▶ [Задача 1]: Выпишите из отрывка об истории тюремной системы России всё, начиная со слов «Размер шрифта» и вплоть до слов «и посильному исправлению.».

▶ [Отрывок текста]:
····················
Размер шрифта
-
+

От Александровского централа до исправительных учреждений. История тюремной системы России - стр. 32

Заработную плату на Николаевском заводе арестанты получают наравне с вольнонаемными рабочими, а на солеваренных – по усмотрению горного ведомства, при чем каких-либо отчислений из этой платы ни в пользу казны, ни в пользу тюрьмы нигде не делается, с целью повысить получаемую рабочими плату и увеличить таким путем с их стороны стремление к труду и посильному исправлению.

Все это вместе взятое, в отношении к Николаевскому заводу, дает надежду, что отправленные туда ссыльно-каторжные, по всем вероятиям, принесут заводу требуемую пользу; в то же время они, получив для себя верный и постоянный заработок в лучших условиях быта и жизни на заводе, а также в уповании на смягчение своей участи, будут иметь полную возможность и стремление исправиться и в будущем времени примкнут к числу мирных и трудящихся людей».
····················
▶ [Записи набора данных]:

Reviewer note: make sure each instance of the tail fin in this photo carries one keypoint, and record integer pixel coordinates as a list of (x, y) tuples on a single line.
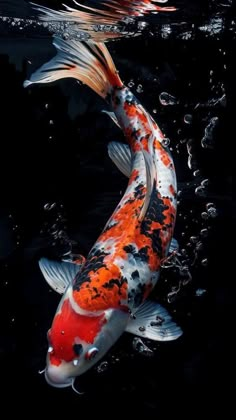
[(88, 62), (97, 21)]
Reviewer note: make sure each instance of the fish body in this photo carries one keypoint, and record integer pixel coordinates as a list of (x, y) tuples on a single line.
[(106, 294)]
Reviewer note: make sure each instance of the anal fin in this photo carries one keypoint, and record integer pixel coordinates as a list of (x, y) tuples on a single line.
[(153, 321)]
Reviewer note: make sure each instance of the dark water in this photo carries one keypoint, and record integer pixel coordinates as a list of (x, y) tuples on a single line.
[(58, 188)]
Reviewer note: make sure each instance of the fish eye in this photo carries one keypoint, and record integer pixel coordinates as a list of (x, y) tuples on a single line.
[(78, 349), (91, 353), (49, 336)]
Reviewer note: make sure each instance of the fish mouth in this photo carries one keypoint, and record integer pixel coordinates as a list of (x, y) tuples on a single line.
[(55, 384)]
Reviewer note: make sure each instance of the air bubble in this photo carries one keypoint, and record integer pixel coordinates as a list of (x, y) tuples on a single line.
····················
▶ [Задача 2]: Внесите в нумерованный список все строки записей, начиная с самого начала записей и вплоть до строки, содержащей «[(55, 384)]», включая обе границы. Пустые строки не нумеруйте, изображения в ответ не включайте.

▶ [Результат задания 1]:
Размер шрифта
-
+

От Александровского централа до исправительных учреждений. История тюремной системы России - стр. 32

Заработную плату на Николаевском заводе арестанты получают наравне с вольнонаемными рабочими, а на солеваренных – по усмотрению горного ведомства, при чем каких-либо отчислений из этой платы ни в пользу казны, ни в пользу тюрьмы нигде не делается, с целью повысить получаемую рабочими плату и увеличить таким путем с их стороны стремление к труду и посильному исправлению.

▶ [Результат задания 2]:
1. Reviewer note: make sure each instance of the tail fin in this photo carries one keypoint, and record integer pixel coordinates as a list of (x, y) tuples on a single line.
2. [(88, 62), (97, 21)]
3. Reviewer note: make sure each instance of the fish body in this photo carries one keypoint, and record integer pixel coordinates as a list of (x, y) tuples on a single line.
4. [(106, 294)]
5. Reviewer note: make sure each instance of the anal fin in this photo carries one keypoint, and record integer pixel coordinates as a list of (x, y) tuples on a single line.
6. [(153, 321)]
7. Reviewer note: make sure each instance of the dark water in this photo carries one keypoint, and record integer pixel coordinates as a list of (x, y) tuples on a single line.
8. [(58, 188)]
9. Reviewer note: make sure each instance of the fish eye in this photo carries one keypoint, and record integer pixel coordinates as a list of (x, y) tuples on a single line.
10. [(78, 349), (91, 353), (49, 336)]
11. Reviewer note: make sure each instance of the fish mouth in this photo carries one keypoint, and record integer pixel coordinates as a list of (x, y) tuples on a single line.
12. [(55, 384)]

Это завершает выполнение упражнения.